→ **任务目标**: 将下方条目中从含有“Mark a point on each instance of the light”的一行到含有“x=219, y=19”的一行（两端均包括在内）输出为编号列表，空行略去不计。

→ **记录数据**:

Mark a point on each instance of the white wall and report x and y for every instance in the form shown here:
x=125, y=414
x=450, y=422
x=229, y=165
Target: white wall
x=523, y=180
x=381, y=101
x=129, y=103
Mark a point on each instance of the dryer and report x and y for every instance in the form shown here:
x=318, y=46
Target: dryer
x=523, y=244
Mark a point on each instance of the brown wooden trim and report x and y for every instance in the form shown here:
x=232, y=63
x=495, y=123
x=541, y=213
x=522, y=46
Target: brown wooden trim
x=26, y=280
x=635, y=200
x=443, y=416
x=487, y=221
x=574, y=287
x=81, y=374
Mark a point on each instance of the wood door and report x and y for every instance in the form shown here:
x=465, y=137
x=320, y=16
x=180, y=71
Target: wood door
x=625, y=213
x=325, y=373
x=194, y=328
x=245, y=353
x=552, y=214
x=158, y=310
* * *
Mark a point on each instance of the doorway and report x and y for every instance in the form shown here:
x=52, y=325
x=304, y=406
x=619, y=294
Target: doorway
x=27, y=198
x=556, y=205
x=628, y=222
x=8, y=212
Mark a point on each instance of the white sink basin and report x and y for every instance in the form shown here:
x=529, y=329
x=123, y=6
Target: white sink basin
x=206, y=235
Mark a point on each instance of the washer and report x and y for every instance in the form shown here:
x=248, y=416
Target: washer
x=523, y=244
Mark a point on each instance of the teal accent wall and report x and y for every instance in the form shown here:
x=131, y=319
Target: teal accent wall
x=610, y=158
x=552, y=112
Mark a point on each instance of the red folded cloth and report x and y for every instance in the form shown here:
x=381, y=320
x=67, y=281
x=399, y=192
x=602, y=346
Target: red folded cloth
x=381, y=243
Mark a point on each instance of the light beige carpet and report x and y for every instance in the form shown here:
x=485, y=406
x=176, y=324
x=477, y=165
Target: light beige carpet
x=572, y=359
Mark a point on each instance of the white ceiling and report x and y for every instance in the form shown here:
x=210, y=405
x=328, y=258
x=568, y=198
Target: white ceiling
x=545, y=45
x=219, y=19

→ **完整输出**:
1. Mark a point on each instance of the light beige carpet and report x and y for every instance in the form shown here:
2. x=485, y=406
3. x=176, y=324
4. x=477, y=165
5. Target: light beige carpet
6. x=572, y=359
7. Mark a point on each instance of the white ceiling and report x and y for every instance in the form shown here:
8. x=210, y=405
9. x=328, y=258
10. x=568, y=198
11. Target: white ceiling
12. x=545, y=45
13. x=219, y=19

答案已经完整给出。